[REQUIREMENT] Please copy out every line of the listing below in which the word "tourist" appears.

[DATA LISTING]
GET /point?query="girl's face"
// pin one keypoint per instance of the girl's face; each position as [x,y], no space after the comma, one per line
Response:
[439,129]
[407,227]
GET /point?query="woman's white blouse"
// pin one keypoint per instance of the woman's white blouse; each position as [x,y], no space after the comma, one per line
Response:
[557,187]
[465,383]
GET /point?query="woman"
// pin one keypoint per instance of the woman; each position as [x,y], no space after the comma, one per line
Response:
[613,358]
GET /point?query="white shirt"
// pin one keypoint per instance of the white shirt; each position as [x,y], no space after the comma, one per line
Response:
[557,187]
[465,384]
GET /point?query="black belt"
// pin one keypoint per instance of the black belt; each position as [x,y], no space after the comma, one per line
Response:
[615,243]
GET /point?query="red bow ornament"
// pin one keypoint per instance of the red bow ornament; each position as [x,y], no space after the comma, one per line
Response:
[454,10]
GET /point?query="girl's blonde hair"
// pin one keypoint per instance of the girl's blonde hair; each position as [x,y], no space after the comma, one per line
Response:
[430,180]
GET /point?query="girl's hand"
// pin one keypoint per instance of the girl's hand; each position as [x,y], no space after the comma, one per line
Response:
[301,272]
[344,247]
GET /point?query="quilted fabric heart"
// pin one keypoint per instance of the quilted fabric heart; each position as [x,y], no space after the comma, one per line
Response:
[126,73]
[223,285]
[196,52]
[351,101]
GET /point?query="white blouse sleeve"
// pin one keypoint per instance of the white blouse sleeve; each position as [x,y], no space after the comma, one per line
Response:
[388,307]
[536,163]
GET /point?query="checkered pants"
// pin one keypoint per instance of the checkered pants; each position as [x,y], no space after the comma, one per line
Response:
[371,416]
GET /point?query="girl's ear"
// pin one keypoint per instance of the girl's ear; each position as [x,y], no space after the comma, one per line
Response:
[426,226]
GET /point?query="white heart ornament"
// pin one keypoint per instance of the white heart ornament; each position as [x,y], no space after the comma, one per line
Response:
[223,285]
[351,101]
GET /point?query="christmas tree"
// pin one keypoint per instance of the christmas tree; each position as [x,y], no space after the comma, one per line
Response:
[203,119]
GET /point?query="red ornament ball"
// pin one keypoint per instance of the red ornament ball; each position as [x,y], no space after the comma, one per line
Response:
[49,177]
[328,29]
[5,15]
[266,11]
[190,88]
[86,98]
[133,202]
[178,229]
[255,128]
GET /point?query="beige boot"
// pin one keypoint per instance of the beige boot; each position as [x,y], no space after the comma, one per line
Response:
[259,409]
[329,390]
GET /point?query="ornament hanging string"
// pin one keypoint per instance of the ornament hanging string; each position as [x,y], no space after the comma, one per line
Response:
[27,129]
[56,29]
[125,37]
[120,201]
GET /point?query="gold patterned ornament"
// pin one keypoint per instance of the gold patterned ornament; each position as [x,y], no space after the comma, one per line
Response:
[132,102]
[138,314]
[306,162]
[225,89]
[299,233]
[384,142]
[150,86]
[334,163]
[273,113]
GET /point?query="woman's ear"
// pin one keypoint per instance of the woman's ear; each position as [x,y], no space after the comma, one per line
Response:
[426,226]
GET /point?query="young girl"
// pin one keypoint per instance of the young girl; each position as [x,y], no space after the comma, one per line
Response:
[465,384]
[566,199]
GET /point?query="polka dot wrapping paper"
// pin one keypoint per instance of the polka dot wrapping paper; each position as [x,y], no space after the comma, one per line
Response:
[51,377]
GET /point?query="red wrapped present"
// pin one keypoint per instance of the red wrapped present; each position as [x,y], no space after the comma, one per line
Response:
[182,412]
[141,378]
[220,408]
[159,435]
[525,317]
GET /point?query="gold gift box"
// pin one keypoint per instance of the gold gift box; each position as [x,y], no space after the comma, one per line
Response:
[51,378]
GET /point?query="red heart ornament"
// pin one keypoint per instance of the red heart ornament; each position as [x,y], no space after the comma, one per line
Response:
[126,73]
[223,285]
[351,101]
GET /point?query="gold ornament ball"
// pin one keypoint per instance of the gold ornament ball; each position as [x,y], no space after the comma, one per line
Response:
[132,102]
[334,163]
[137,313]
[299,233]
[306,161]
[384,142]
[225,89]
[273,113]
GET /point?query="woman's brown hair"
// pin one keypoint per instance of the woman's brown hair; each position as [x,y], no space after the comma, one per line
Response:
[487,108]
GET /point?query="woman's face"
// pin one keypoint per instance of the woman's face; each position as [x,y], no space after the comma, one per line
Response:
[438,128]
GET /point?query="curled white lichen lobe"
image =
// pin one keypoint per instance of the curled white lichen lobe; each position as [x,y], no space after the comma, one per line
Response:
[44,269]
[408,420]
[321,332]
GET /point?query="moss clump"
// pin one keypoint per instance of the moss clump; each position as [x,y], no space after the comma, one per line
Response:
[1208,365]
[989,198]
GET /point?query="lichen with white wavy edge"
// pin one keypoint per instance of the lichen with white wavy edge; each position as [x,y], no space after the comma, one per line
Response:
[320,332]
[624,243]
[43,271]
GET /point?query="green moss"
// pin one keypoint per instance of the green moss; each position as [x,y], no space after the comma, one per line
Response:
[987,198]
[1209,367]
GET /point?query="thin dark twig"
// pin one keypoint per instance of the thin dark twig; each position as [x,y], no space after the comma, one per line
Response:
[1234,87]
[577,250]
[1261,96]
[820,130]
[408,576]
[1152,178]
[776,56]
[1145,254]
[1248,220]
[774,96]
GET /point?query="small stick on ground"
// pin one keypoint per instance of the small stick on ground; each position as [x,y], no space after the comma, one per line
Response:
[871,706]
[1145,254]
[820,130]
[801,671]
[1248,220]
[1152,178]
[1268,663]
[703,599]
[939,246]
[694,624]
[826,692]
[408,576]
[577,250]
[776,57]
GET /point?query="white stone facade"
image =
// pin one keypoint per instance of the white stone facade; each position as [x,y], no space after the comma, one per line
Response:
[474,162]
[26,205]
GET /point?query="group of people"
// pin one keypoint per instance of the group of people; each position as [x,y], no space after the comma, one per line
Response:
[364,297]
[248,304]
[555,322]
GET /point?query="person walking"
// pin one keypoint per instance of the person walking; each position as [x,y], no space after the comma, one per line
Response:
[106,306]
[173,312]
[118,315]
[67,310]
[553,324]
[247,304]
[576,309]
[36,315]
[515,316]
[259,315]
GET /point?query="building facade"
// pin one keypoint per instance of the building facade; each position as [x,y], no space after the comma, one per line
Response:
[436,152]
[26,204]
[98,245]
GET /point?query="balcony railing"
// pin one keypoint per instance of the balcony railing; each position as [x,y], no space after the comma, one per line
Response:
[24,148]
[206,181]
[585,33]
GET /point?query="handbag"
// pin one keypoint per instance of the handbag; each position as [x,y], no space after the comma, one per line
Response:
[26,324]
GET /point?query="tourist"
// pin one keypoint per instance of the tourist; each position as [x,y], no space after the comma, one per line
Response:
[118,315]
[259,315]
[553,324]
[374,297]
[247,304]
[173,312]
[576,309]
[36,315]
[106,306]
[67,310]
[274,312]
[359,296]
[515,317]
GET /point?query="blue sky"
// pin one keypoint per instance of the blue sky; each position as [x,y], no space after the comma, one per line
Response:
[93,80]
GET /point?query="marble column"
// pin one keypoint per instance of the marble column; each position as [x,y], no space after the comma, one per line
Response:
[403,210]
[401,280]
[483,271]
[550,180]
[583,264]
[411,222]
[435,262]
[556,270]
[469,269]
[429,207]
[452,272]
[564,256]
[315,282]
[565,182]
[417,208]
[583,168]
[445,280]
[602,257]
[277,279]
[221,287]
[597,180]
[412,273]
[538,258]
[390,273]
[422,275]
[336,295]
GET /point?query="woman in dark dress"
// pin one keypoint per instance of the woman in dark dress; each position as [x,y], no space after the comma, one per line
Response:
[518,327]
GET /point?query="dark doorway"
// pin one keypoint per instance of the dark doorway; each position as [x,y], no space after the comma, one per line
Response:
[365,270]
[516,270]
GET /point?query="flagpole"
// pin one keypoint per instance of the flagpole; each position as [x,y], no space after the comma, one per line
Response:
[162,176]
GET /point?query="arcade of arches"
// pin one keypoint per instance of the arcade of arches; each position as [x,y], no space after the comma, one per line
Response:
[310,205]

[TASK OUTPUT]
GET /point?query="tourist"
// pin one keypoint per instance of the tourist; each position as [x,y], no space after the comma, one per line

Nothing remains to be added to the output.